◆ What the task asks: Copy out every record below with complete accuracy.

◆ ◆ ◆

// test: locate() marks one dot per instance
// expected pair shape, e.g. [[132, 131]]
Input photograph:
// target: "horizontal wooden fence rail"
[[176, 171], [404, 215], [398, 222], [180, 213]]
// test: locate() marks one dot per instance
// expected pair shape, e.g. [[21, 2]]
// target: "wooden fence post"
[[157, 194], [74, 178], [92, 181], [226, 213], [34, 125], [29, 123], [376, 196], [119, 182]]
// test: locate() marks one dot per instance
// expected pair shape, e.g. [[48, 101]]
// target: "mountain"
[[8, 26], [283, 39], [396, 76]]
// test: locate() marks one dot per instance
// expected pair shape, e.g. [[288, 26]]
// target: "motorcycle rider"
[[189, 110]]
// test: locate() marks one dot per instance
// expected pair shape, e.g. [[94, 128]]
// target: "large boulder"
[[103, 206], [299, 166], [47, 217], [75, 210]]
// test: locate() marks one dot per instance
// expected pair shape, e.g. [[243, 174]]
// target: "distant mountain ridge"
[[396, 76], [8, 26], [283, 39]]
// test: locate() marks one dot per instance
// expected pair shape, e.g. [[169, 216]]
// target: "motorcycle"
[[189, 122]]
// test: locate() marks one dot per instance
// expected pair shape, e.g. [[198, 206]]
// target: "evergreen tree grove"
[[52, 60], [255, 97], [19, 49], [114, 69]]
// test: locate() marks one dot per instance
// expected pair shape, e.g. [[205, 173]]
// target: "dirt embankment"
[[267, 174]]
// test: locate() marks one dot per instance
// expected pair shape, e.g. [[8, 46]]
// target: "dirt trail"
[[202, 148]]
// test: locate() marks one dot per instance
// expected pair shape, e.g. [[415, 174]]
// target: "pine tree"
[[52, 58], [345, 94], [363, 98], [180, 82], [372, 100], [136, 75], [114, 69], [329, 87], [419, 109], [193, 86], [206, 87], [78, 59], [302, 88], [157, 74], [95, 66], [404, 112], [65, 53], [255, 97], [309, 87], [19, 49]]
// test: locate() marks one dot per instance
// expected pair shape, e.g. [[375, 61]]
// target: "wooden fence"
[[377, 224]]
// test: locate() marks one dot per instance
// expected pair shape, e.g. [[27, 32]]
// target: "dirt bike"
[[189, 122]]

◆ ◆ ◆

◆ Answer box:
// test: locate() marks one dot per instance
// expected pair shape, e.g. [[132, 131]]
Input photograph:
// target: "horizontal wooden fence rail"
[[176, 171], [404, 215], [398, 222], [180, 213]]
// test: locate() marks one dot per instance
// expected pair shape, e.g. [[21, 2]]
// target: "wooden fence post"
[[157, 194], [74, 178], [92, 181], [226, 213], [34, 125], [29, 123], [376, 196], [119, 182]]
// test: locate() marks one dot per instance
// expected pair shape, e.g. [[48, 101]]
// target: "mountain"
[[8, 26], [283, 39], [396, 76]]
// test: locate() marks one dot per instance
// expected pair shape, e.g. [[288, 26]]
// target: "motorcycle rider"
[[189, 110]]
// test: locate() marks one dot per instance
// expected pair shape, e.g. [[94, 128]]
// target: "large boulder"
[[103, 206], [299, 166], [47, 217], [75, 210]]
// test: locate() marks one dot per instance
// expected pair shape, e.g. [[243, 174]]
// target: "distant mountain ridge"
[[396, 76], [8, 26], [283, 39]]
// test: locate() marks one dot per instance
// expected pair shape, e.g. [[169, 216]]
// target: "motorcycle"
[[189, 122]]
// test: locate() marks one dot per instance
// expected pair shape, e.g. [[198, 206]]
// target: "evergreen tree grove"
[[52, 60], [255, 97], [19, 49], [114, 69]]
// test: locate() marks one dot per instance
// expected pair shape, e.g. [[205, 173]]
// target: "dirt embankment"
[[267, 174]]
// test: locate() marks one dot per instance
// expected pair shape, e.g. [[8, 46]]
// target: "dirt trail"
[[202, 148]]
// test: locate() marks one dot per instance
// expected pair shape, e.g. [[415, 174]]
// target: "pine tree"
[[52, 58], [345, 94], [363, 98], [180, 82], [372, 100], [136, 75], [114, 69], [329, 87], [419, 109], [193, 86], [206, 87], [78, 59], [302, 88], [157, 74], [95, 66], [404, 112], [65, 53], [255, 97], [309, 87], [19, 49]]
// test: locate() marks one dot per instance
// expected pair shape, e.g. [[375, 61]]
// target: "wooden fence"
[[377, 224]]
// test: locate() marks one dot per instance
// expected pair shape, e.g. [[27, 32]]
// target: "dirt bike"
[[189, 122]]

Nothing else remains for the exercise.